**Dataset excerpts**:
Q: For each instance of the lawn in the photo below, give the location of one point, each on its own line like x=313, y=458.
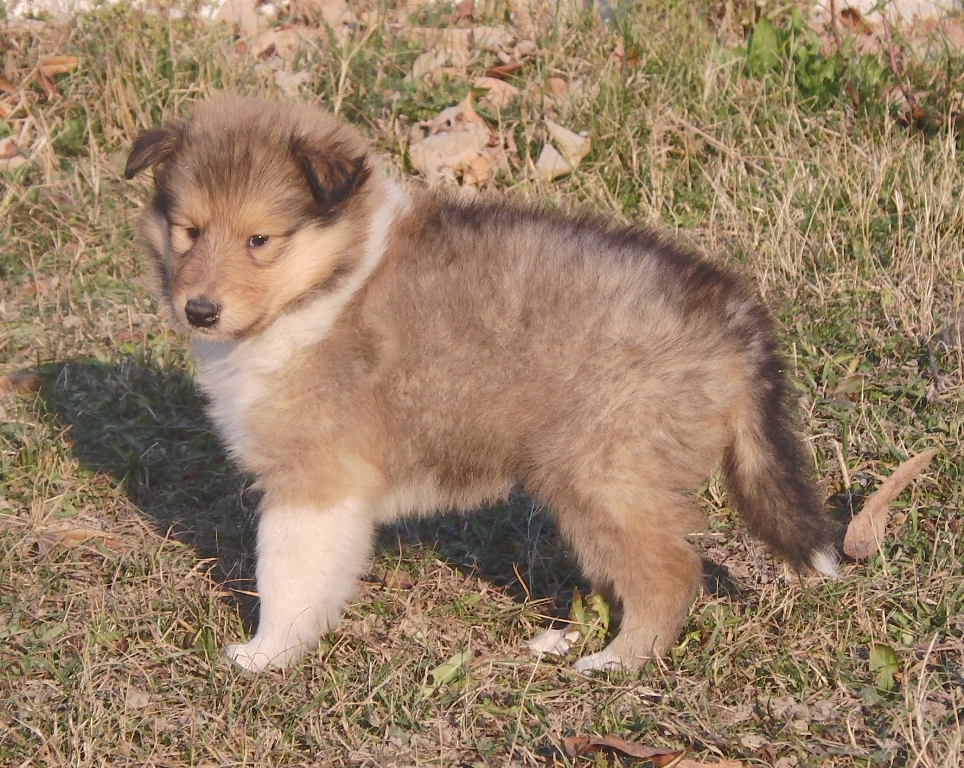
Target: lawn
x=825, y=165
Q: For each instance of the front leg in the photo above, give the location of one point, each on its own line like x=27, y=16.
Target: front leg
x=309, y=562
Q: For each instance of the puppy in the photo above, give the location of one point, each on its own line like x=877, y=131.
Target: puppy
x=369, y=355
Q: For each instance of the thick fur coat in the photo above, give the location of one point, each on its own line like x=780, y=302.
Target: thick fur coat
x=369, y=354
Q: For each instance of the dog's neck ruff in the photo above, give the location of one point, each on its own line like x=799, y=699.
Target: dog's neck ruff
x=234, y=374
x=308, y=324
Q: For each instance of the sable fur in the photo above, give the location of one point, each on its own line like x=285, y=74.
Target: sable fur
x=380, y=355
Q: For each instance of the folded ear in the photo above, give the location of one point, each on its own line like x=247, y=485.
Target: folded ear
x=332, y=172
x=151, y=148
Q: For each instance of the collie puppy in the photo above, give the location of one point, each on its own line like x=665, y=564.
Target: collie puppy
x=369, y=354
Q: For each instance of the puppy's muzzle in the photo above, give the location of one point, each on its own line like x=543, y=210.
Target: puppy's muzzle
x=202, y=312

**Activity**: Output the listing above exactly as it stands; no picture should appear.

**Output**:
Q: For each instance of the lawn in the photo below, give the location of one point, each on its own line like x=313, y=458.
Target: lawn
x=825, y=165
Q: For each instance of the front leg in the photo above, give the location of one point, each on its own line like x=27, y=16.
Target: front leg
x=309, y=562
Q: For each instance of the puppy in the photo above, give the location of one point, each on its own line like x=877, y=131.
Target: puppy
x=369, y=355
Q: For each instance of the thick fur coat in the photo above, give the location of one point, each on its own line like x=780, y=302.
Target: thick fur coat
x=369, y=354
Q: For each instance of the dog's neck ruff in the photo above, give the location of one point, each on its own line like x=799, y=699.
Target: dog's neck ruff
x=234, y=374
x=308, y=324
Q: For each instance of the sable fur in the photo above, give the location of one point, each on its own line like x=285, y=74.
Target: sable fur
x=380, y=355
Q: For each instance of the folded ear in the photo above, give the location of one point, each on its own line like x=247, y=485.
Target: folded ear
x=332, y=172
x=151, y=148
Q: For each instance of the collie puppy in the photo above, give the location of one point, each on its own line like x=665, y=564.
Target: collie puppy
x=369, y=354
Q: For each instance of the puppy's muzzle in the photo above, give the location of one point, each on its own line like x=543, y=210.
Target: puppy's muzzle
x=202, y=312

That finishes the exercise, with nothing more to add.